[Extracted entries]
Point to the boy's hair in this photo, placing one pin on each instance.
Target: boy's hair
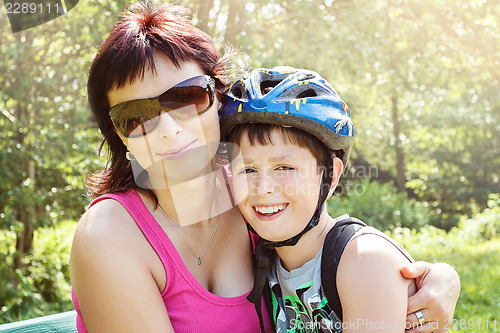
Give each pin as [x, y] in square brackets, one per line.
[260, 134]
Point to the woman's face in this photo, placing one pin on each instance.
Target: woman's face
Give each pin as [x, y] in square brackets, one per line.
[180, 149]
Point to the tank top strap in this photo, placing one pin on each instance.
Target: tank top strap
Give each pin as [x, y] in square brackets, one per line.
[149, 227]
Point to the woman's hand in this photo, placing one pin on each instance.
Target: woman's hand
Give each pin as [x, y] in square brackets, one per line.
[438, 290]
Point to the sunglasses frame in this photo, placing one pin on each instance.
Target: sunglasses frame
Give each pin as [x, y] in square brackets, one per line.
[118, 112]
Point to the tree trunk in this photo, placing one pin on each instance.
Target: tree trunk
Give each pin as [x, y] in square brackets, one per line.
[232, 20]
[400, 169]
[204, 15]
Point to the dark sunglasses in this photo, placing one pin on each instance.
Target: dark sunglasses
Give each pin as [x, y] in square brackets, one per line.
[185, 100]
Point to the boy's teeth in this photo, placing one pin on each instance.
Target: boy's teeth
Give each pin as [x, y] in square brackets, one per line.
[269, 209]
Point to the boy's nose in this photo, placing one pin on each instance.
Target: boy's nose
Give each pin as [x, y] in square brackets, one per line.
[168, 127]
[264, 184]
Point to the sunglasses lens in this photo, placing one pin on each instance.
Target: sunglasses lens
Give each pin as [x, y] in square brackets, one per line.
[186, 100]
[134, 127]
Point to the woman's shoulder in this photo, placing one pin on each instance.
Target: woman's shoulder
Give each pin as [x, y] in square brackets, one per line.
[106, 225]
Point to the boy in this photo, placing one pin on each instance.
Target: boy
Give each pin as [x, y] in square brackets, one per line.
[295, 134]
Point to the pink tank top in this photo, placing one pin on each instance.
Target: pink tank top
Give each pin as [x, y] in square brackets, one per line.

- WORK TO BE COMPLETED -
Print every entry above word for word, leaving out any pictures.

- RESULT -
Point to the boy's hair in this photo, placing one pin on each instance.
Target: boy's hair
Give each pin as [x, y] in square brackets, one per line.
[260, 134]
Point to the woman's face in this photo, placing one pin on each instance.
Target: woman's face
Give each pin as [x, y] in square brackets, one per line.
[180, 149]
Point to the tank top strap in this photo, placing one pin on each instance.
Target: tank top strap
Give each pin as [x, y] in square brackets, one per line.
[149, 227]
Point to the woman's hand in this photo, placing one pin on each instance.
Target: woman's hand
Give each pin as [x, y] in square brackets, one per line.
[438, 290]
Point to the sunglasses frame in this photo, placing one pin on each instance.
Target: sunglasses frame
Give each pin as [x, y] in square brackets, one per line.
[118, 112]
Point to the tree trunk in this photo, placing one pin on each instance.
Target: tree trunk
Give each pin as [x, y] in square brackets, one per line.
[232, 20]
[400, 169]
[204, 15]
Point to the dark sunglasses in this photo, placing one pin on each instance.
Target: dark sunglasses
Give each pin as [x, y] in square brackets, one per line.
[185, 100]
Point to the boy's teeth in this photo, placing one pin on each instance.
Target: boy's teeth
Give each pin as [x, y] in square brackets, one per line.
[269, 209]
Point to the boy's nose in this photo, placing one pin on each instance.
Target: boy's nose
Give each pin as [x, y] in square brackets, one per line.
[168, 127]
[264, 184]
Point to the sunglasses lens in this photo, placing one pin on each instance.
Target: sunglasses lens
Give each pin as [x, y] in square brackets, one per line.
[186, 100]
[134, 127]
Point to the woman's shoulder in this photo, placing one pin on each instance.
Target: woman's shoulder
Give each pin as [x, y] in square brackets, one per line.
[106, 225]
Point to the boy in this photo, placing one pin on each instance.
Target: boy
Give each pin as [x, y] in square brackets, one per line.
[295, 134]
Point to the pink tank top in this photo, placing one pin on each instance.
Target: pink tank top
Give each pin as [x, y] in square brackets, one per line.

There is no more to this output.